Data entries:
+--
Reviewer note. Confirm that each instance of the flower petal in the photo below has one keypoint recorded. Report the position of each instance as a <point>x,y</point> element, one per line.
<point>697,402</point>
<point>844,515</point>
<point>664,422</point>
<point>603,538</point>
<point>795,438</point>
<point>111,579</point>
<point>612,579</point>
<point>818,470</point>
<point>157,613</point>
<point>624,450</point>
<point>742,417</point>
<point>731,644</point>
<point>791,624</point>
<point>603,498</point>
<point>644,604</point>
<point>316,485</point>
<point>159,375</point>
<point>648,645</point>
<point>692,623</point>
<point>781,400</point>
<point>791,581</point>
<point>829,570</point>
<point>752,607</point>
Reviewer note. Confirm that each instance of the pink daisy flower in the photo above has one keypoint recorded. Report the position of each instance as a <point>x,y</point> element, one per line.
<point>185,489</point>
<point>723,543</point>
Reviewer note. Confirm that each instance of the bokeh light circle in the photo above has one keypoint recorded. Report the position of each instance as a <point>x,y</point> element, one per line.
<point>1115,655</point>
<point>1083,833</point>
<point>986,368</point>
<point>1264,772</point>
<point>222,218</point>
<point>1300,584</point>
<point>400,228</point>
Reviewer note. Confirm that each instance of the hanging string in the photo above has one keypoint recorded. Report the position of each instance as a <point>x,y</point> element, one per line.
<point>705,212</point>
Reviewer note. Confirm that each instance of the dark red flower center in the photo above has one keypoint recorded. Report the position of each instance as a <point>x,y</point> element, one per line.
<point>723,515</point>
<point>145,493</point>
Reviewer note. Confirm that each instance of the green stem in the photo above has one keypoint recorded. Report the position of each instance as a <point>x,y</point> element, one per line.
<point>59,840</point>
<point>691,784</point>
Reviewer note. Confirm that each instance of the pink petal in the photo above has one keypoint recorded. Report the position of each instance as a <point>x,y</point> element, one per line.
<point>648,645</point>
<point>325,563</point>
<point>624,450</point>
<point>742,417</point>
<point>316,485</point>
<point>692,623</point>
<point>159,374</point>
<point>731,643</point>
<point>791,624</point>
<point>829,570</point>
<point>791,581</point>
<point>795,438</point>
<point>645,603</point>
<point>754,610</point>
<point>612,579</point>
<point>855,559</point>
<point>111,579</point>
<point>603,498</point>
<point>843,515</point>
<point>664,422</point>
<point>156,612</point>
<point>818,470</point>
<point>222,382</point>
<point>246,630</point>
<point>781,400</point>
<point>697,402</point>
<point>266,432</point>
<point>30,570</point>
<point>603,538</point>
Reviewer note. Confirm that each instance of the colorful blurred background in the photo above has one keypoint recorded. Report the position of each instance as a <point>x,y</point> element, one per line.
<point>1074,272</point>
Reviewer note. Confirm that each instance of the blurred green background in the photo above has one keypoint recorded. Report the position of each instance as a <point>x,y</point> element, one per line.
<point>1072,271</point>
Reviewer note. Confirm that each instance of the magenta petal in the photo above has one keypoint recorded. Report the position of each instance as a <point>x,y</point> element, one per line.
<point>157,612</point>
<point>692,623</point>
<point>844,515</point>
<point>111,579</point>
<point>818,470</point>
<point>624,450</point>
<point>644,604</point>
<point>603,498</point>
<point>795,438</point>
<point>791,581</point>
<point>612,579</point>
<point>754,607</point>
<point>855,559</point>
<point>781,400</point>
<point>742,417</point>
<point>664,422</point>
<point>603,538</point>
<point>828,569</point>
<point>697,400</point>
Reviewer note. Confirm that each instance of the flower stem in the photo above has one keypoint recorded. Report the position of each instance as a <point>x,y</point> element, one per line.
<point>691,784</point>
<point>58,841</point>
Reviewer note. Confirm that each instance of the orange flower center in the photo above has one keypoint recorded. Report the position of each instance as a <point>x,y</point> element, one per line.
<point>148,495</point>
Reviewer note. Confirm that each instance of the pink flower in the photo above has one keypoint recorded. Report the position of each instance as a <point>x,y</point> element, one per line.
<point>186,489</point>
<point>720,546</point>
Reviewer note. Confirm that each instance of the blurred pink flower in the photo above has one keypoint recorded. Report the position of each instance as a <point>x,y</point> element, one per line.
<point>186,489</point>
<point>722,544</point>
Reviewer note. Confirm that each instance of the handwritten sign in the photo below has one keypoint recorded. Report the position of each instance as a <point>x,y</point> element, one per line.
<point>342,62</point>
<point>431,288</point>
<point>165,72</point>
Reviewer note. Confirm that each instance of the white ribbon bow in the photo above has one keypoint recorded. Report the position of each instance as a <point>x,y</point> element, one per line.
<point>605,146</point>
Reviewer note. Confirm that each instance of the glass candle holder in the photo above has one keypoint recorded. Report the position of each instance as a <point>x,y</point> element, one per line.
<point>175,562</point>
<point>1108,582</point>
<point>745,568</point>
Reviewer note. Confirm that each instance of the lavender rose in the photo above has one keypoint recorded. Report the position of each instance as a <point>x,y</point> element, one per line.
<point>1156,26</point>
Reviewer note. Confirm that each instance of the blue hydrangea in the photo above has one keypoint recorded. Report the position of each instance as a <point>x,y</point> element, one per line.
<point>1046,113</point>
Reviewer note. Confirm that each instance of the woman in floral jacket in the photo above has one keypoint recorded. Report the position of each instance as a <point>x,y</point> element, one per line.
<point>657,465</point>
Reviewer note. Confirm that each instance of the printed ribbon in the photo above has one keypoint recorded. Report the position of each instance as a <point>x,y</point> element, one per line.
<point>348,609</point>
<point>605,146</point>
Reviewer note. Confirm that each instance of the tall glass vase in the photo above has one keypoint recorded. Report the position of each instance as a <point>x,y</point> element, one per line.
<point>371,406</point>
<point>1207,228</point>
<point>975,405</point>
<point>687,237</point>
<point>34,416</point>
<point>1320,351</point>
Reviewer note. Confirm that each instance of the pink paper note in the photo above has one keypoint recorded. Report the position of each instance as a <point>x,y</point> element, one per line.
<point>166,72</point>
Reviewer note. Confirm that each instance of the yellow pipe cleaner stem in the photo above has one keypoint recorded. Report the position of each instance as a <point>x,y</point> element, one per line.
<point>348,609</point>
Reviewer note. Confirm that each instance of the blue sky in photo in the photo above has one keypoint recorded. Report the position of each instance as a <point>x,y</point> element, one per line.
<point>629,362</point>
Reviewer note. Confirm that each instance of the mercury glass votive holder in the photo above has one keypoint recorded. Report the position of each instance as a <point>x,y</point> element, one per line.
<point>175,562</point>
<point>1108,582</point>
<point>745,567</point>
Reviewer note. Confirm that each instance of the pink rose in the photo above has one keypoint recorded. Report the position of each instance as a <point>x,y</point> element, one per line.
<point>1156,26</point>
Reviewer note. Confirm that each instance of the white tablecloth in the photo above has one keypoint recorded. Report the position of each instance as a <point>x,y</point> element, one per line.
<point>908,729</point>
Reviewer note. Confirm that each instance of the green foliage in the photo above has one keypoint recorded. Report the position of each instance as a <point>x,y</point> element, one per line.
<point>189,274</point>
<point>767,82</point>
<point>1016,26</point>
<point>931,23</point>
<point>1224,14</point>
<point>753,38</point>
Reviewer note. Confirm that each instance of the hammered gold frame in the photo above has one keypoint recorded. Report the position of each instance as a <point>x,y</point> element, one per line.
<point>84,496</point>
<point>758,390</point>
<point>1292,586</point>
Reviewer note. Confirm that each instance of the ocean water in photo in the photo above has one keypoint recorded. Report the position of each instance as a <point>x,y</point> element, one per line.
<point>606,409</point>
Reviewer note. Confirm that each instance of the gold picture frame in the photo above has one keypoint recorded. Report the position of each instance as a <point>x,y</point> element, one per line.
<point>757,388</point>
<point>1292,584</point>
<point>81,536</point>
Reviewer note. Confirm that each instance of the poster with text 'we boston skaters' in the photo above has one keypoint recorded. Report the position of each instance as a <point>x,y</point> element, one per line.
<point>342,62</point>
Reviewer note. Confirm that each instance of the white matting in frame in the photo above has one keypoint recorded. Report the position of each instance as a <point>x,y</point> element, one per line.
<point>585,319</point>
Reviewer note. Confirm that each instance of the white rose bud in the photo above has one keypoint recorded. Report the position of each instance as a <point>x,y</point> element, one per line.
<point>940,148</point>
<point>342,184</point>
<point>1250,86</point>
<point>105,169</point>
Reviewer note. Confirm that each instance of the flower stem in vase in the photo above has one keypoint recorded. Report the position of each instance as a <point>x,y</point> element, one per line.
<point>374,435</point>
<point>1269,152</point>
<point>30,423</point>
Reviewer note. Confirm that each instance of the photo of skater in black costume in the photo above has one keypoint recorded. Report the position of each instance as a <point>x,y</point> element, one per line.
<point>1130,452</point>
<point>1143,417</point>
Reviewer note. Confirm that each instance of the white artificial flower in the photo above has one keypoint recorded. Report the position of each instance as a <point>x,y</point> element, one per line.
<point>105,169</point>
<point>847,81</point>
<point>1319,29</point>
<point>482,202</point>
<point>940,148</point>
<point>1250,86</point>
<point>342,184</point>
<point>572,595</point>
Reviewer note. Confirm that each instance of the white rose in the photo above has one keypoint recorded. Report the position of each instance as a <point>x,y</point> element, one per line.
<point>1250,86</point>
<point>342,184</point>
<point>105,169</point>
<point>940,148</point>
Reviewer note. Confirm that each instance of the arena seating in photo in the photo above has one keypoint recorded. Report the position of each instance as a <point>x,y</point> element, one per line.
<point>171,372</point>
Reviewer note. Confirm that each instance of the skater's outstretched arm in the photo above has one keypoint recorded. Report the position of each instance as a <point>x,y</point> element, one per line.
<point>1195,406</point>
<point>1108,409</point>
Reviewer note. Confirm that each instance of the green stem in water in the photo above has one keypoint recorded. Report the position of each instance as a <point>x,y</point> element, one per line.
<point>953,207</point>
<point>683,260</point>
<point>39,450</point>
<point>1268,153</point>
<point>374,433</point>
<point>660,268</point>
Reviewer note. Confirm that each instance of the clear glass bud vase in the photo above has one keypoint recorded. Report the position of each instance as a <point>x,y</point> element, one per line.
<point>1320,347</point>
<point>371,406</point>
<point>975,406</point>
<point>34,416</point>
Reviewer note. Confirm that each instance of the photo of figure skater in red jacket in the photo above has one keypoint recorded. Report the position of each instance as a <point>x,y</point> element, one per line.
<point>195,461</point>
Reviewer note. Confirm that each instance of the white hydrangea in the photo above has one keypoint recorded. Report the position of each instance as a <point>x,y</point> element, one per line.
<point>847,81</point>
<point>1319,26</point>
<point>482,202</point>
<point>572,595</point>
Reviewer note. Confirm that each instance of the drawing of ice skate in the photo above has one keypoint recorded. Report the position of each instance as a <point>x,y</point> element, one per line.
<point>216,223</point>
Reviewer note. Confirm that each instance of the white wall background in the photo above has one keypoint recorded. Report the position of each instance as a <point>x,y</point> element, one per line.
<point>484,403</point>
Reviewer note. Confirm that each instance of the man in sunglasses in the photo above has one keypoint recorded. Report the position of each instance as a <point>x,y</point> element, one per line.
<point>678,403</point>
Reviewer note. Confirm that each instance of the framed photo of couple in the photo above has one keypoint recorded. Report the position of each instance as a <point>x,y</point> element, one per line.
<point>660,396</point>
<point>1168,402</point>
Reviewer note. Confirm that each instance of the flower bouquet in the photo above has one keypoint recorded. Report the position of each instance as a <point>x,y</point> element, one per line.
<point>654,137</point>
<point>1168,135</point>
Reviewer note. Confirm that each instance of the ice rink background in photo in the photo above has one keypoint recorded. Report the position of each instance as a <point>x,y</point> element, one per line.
+--
- [Goal of the exercise]: Restate exactly the lines running from the line with "Reviewer note. Confirm that each instance of the clear" to the end of the entries above, both ends included.

- [Task answer]:
Reviewer note. Confirm that each instance of the clear glass bud vase in the photo above has one keypoint recorded. Report the position of each instance as a <point>x,y</point> element, one per line.
<point>1320,347</point>
<point>371,406</point>
<point>975,406</point>
<point>34,416</point>
Reviewer note. Confirm that each instance of the photo of figure skater in red jacket in the photo above has one keypoint recorded. Report the position of each instance as a <point>x,y</point> element, one per line.
<point>195,461</point>
Reviewer note. Confirm that each instance of the white hydrangea in the photo above has one keypoint recorded. Report the position of each instance as a <point>x,y</point> element, one per line.
<point>847,81</point>
<point>1319,26</point>
<point>482,202</point>
<point>572,595</point>
Reviewer note. Confirm that each instance of the drawing of ice skate in the photo above has one keypoint recorded. Report the position of each instance as a <point>x,y</point> element, one per line.
<point>216,223</point>
Reviewer note. Confirm that each instance of the white wall background in the photo above has one keypoint recorded. Report the position of each instance as a <point>x,y</point> element, one per line.
<point>484,403</point>
Reviewer note. Confirm that each instance of the man in sunglasses in the photo above has one keypoint recorded. Report the position of each instance as a <point>x,y</point> element, one per line.
<point>678,403</point>
Reviewer note. Confirm that each instance of the framed photo of couple in the photo above has one keypoint recorded. Report the position of each instance as a <point>x,y</point> element, one per line.
<point>660,396</point>
<point>1168,402</point>
Reviewer note. Confirm that each instance of the flower bouquet in the photo above has one keypoint recorded. Report the position of each instance as a <point>x,y</point> element, one per line.
<point>654,137</point>
<point>1168,135</point>
Reviewer note. Confirm that each instance of the ice rink background in photo in the photo above has one keypoint recorded. Report the position of each instance as a <point>x,y</point> element, one per line.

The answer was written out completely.